◆ **Aim of the exercise**
Return every line between the line holding "The query is: porch steps" and the line holding "[54,65,76,81]", inclusive, copied word for word without any pictures.

Pulled data lines:
————————

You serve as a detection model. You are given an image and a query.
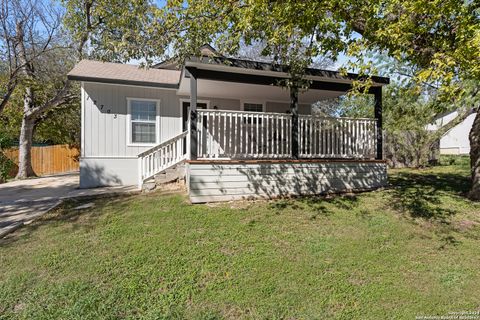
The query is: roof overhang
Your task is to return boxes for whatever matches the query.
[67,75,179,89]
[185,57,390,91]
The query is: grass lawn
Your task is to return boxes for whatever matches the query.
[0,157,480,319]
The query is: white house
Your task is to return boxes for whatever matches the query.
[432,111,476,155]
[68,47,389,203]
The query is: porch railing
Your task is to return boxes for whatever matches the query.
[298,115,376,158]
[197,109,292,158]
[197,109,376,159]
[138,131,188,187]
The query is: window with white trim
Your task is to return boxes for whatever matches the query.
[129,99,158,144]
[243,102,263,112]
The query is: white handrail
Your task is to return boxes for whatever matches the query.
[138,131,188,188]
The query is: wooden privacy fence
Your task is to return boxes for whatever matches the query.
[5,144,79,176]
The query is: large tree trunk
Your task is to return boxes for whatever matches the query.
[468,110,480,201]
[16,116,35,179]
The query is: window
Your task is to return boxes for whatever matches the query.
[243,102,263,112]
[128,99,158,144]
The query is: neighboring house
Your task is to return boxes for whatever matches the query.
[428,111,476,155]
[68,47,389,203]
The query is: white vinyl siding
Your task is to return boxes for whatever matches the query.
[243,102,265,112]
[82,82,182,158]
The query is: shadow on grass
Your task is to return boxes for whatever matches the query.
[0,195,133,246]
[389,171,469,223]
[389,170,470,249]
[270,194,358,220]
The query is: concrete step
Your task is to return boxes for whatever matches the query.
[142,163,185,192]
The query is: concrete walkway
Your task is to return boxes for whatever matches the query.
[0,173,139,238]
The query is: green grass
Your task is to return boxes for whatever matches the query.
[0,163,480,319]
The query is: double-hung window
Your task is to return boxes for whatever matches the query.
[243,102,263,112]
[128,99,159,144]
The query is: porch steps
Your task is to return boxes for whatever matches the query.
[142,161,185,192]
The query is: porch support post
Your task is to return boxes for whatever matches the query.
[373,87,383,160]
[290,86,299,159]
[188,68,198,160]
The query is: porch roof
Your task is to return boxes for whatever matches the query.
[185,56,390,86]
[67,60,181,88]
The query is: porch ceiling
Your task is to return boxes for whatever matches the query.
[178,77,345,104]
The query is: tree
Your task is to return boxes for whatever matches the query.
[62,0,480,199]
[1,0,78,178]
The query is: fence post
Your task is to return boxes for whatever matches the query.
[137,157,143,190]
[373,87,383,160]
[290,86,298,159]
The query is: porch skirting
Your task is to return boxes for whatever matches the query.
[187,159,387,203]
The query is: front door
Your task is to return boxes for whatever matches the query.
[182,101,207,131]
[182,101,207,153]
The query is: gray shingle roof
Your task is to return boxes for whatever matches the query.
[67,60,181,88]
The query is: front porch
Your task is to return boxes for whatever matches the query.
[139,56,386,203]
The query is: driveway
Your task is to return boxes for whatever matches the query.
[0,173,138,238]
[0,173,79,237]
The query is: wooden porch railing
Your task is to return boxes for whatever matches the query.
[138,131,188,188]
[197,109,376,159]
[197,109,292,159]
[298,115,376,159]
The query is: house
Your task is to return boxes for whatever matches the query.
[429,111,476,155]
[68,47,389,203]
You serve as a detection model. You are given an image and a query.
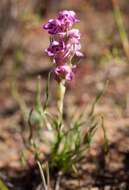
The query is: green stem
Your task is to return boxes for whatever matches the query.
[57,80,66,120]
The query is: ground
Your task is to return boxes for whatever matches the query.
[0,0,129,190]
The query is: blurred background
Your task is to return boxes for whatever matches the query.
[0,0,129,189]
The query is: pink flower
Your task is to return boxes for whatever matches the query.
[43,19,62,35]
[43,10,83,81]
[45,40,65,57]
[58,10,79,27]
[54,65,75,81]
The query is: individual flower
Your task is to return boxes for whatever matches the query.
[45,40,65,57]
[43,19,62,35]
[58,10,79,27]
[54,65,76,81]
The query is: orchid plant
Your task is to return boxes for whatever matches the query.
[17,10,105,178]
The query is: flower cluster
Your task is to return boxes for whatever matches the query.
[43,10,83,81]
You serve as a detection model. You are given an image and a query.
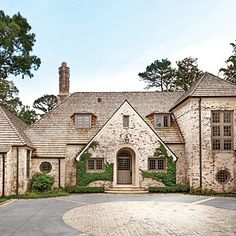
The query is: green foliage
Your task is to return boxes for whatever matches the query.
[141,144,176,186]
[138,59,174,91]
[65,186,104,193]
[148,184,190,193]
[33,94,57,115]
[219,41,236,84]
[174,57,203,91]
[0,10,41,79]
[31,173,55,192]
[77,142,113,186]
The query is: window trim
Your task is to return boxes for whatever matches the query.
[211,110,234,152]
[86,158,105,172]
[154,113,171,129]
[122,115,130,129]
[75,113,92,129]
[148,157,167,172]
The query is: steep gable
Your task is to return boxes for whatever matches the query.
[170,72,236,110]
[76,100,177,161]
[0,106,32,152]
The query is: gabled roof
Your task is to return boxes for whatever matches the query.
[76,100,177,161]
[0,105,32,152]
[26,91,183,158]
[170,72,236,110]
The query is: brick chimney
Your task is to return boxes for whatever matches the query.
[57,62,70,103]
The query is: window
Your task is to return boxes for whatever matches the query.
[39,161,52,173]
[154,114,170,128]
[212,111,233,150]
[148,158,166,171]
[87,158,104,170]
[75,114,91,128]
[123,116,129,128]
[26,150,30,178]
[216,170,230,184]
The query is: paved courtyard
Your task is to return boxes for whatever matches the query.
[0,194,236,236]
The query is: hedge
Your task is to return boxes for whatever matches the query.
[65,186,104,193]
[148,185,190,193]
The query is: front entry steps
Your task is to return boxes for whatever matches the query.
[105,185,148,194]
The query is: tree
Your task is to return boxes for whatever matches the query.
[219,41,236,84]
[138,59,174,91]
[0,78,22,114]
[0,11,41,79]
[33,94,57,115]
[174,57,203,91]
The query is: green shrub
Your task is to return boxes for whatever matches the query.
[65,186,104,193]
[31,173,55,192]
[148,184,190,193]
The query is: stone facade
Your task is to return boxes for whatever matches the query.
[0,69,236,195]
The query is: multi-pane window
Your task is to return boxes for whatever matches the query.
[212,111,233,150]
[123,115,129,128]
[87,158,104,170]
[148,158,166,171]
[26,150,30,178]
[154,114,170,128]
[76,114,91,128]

————————

◆ **Reply**
The query is: porch steps
Your task is to return boxes for whatever matches the query.
[142,161,185,192]
The query is: porch support post
Your task is to return boxes for whatever matches the query.
[373,87,383,160]
[290,86,299,159]
[188,68,198,160]
The query is: porch roof
Your task is to return boxes for whatever matches the query.
[185,56,390,86]
[67,60,181,88]
The query is: porch ceiling
Your task is to return boxes for whatever matches the query.
[178,77,345,104]
The query is: tree
Your task is to return boxes for whatever matches the query.
[62,0,480,199]
[1,0,78,178]
The query is: fence post
Your task is to return boxes for whatever matches the query.
[137,157,143,190]
[373,87,383,160]
[290,86,298,159]
The query is: porch skirting
Your task is to return boxes for whatever matches the query.
[187,159,387,203]
The query is: front door
Your task is to return boxes for whatever matches the query.
[182,101,207,131]
[182,101,207,153]
The query is: gray shingle roof
Your task is to return boxes for whatever matches the query.
[67,60,181,88]
The query is: front porch
Your task is to return boxes for whatever matches the query.
[139,56,386,203]
The query is: driveway
Your task is to return boxes for whatever matches the query.
[0,173,138,238]
[0,173,79,237]
The query is: wooden porch railing
Your task is to return boxes for whatever matches the query.
[138,131,188,188]
[197,109,376,159]
[197,109,292,159]
[298,115,376,159]
The query is: house
Your task is to return boxes for whatever matches the query.
[429,111,476,155]
[68,47,389,203]
You serve as a detection model. You are given an image and a query.
The query is: green stem
Your task is to return boxes for whatever matches the query.
[57,80,66,120]
The query is: ground
Your task is to return boxes for whatever matches the query.
[0,0,129,190]
The query is: blurred background
Your task is to return boxes for whatever matches the query.
[0,0,129,189]
The query is: pink flower
Your task is to return boxes for whatever matches the query.
[43,19,62,35]
[43,10,83,81]
[45,40,65,57]
[58,10,79,27]
[54,65,75,81]
The query is: individual flower
Your task is to return boxes for whatever matches the query.
[45,40,65,57]
[43,19,62,35]
[58,10,79,27]
[54,65,76,81]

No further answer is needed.